Text Start Marker

Health Groups Release 2012 Immunization Schedules

FOR IMMEDIATE RELEASE   
Wednesday, February 22, 2012

Contact:
Megan Moriarty
Public Relations Strategist
American Academy of Family Physicians
(800) 274-2237 Ext. 5223
mmoriarty@aafp.org

LEAWOOD, Kan. — The Centers for Disease Control and Prevention’s Advisory Committee on Immunization Practices’ 2012 adult, adolescent and childhood immunization schedules include new recommendations concerning routine HPV vaccination for males.

The ACIP now recommends that all males aged 11- or 12-years of age receive the HPV vaccine in a three-dose series; the series can start as early as 9-years of age. Catch-up vaccinations are recommended for males aged 13 to 21.

In addition to the changes in the HPV vaccine, new recommendations for 2012 include:

  • Adults younger than age 60 who have diabetes should be vaccinated against Hepatitis B for as soon as possible after diabetes is diagnosed. Hepatitis B vaccinations should also be given to adults with diabetes aged 60 years or older based on a patient’s need for assisted blood glucose monitoring, likelihood of acquiring hepatitis B and likelihood of immune response to vaccination.
  • The meningococcal vaccine can now be given to children as young as 9 months if they are residents or travelers to countries with epidemic disease, or at increased risk of developing meningococcal disease. Routine immunization with the meningococcal vaccine should begin at 11 through 12 years with a booster dose administered at 16-years of age.

Text End Marker
Data records Start Marker

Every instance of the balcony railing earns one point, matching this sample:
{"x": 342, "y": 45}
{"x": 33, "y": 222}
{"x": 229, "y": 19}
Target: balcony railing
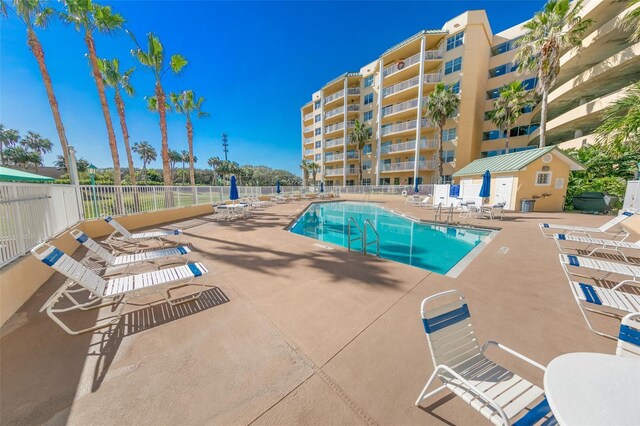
{"x": 334, "y": 96}
{"x": 390, "y": 129}
{"x": 394, "y": 109}
{"x": 334, "y": 172}
{"x": 429, "y": 55}
{"x": 407, "y": 166}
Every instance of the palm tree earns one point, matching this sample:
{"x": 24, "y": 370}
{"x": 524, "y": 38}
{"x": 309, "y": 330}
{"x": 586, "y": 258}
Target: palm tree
{"x": 508, "y": 107}
{"x": 35, "y": 143}
{"x": 147, "y": 154}
{"x": 440, "y": 104}
{"x": 358, "y": 136}
{"x": 153, "y": 58}
{"x": 88, "y": 17}
{"x": 110, "y": 71}
{"x": 8, "y": 138}
{"x": 214, "y": 163}
{"x": 621, "y": 123}
{"x": 557, "y": 27}
{"x": 33, "y": 14}
{"x": 632, "y": 22}
{"x": 304, "y": 165}
{"x": 186, "y": 103}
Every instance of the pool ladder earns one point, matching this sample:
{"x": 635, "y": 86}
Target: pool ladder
{"x": 363, "y": 235}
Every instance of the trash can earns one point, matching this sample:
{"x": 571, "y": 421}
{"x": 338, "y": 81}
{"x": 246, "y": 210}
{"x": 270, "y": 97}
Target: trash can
{"x": 526, "y": 205}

Data records End Marker

> [Tasks for this exercise]
1 - According to the press release on the 2012 immunization schedules, at what age should the meningococcal booster dose be given?
2 - Repeat the press release on the 2012 immunization schedules from "LEAWOOD, Kan. —" up to and including "aged 13 to 21.", substituting "boys" for "males".
3 - Resume the press release on the 2012 immunization schedules from the point where it stops.

> [Set of answers]
1 - The booster dose should be given at 16 years of age.

2 -
LEAWOOD, Kan. — The Centers for Disease Control and Prevention’s Advisory Committee on Immunization Practices’ 2012 adult, adolescent and childhood immunization schedules include new recommendations concerning routine HPV vaccination for boys.

The ACIP now recommends that all boys aged 11- or 12-years of age receive the HPV vaccine in a three-dose series; the series can start as early as 9-years of age. Catch-up vaccinations are recommended for boys aged 13 to 21.

3 -
  • For children aged 6 months to 8 years, the influenza vaccine should be administered in two doses for those who did not receive at least one dose of the vaccine in 2010 – 11. Children who received one dose last season require one dose for the 2011 – 12 influenza season.
  • Mothers should receive the tetanus, diphtheria, and acellular pertussis (Tdap) booster that is designed to protect infants from pertusiss during pregnancy, preferably after 20 weeks of gestation. Protective maternal antibodies will pass to the fetus.
  • Adult patients should continue to be vaccinated against influenza. Egg allergy is no longer a contraindication, but patients with an egg allergy should get the inactivated flu shot because that is what has been studied.

The ACIP annually reviews the recommended immunization schedules to ensure that they best reflect current recommendations for the licensed vaccines. The ACIP produced the adult immunization schedule in conjunction with the American Academy of Family Physicians the American College of Physicians, the American College of Obstetricians and Gynecologists, and the American College of Nurse-Midwives, and the childhood and adolescent schedule in conjunction with the AAFP and the American Academy of Pediatrics.

The 2012 adult immunization schedule can be found here. The 2012 childhood immunization schedule can be found here, the 2012 adolescent immunization schedule can be found here (292 KB PDF)and the 2012 childhood and adolescent catch-up schedule can be found here.(292 KB PDF)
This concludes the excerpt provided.